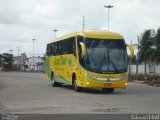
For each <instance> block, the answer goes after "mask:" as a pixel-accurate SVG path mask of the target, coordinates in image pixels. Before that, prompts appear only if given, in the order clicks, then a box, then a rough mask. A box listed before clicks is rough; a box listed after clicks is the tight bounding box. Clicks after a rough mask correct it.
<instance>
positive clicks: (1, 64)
mask: <svg viewBox="0 0 160 120" xmlns="http://www.w3.org/2000/svg"><path fill="white" fill-rule="evenodd" d="M0 66H2V54H0Z"/></svg>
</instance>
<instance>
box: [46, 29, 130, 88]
mask: <svg viewBox="0 0 160 120" xmlns="http://www.w3.org/2000/svg"><path fill="white" fill-rule="evenodd" d="M77 36H83V37H87V38H104V39H113V40H120V39H123V37H122V36H121V35H120V34H117V33H113V32H106V31H103V30H81V31H75V32H72V33H70V34H67V35H64V36H62V37H59V38H57V39H55V40H53V41H51V42H49V43H53V42H57V41H61V40H63V39H66V38H70V37H75V39H76V43H77ZM76 53H77V56H74V55H72V54H67V55H60V56H46V60H45V68H46V69H45V73H46V74H45V76H46V79H47V80H51V74H52V72H54V75H55V76H56V78H57V79H59V82H61V83H65V84H70V85H72V84H73V81H72V77H73V74H74V75H76V80H77V85H78V86H79V87H83V88H126V87H127V82H128V73H127V72H123V73H119V74H100V73H94V72H90V71H87V70H85V69H84V68H83V67H82V66H81V65H80V64H79V59H78V49H77V44H76Z"/></svg>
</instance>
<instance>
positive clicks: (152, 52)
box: [139, 29, 155, 74]
mask: <svg viewBox="0 0 160 120" xmlns="http://www.w3.org/2000/svg"><path fill="white" fill-rule="evenodd" d="M154 38H155V32H154V30H151V29H149V30H146V31H144V33H142V35H141V37H140V47H141V49H140V53H139V62H144V63H145V74H146V63H147V62H148V63H149V62H150V61H151V57H152V56H153V53H154V49H152V46H153V45H154V43H155V42H154Z"/></svg>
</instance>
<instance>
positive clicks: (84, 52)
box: [79, 42, 86, 57]
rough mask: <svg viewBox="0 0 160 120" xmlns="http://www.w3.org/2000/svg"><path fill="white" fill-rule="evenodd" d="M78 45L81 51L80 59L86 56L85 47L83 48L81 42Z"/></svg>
mask: <svg viewBox="0 0 160 120" xmlns="http://www.w3.org/2000/svg"><path fill="white" fill-rule="evenodd" d="M79 44H80V46H81V50H82V51H81V53H82V57H84V56H85V55H86V46H85V44H84V43H83V42H80V43H79Z"/></svg>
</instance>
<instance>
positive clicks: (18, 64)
mask: <svg viewBox="0 0 160 120" xmlns="http://www.w3.org/2000/svg"><path fill="white" fill-rule="evenodd" d="M17 49H18V57H17V58H18V71H20V56H19V51H20V47H17Z"/></svg>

_TASK REQUIREMENTS_
Please output the lines again without any change, beginning at the line that contains "rough mask: <svg" and ending with the last line.

_EXPECTED ANSWER_
rough mask: <svg viewBox="0 0 160 120" xmlns="http://www.w3.org/2000/svg"><path fill="white" fill-rule="evenodd" d="M78 45L81 51L80 59L86 56L85 47L83 48L81 42Z"/></svg>
mask: <svg viewBox="0 0 160 120" xmlns="http://www.w3.org/2000/svg"><path fill="white" fill-rule="evenodd" d="M79 44H80V46H81V50H82V51H81V53H82V57H84V56H85V55H86V46H85V44H84V43H83V42H80V43H79Z"/></svg>
</instance>
<instance>
positive clicks: (18, 64)
mask: <svg viewBox="0 0 160 120" xmlns="http://www.w3.org/2000/svg"><path fill="white" fill-rule="evenodd" d="M17 49H18V57H17V58H18V71H20V56H19V51H20V47H17Z"/></svg>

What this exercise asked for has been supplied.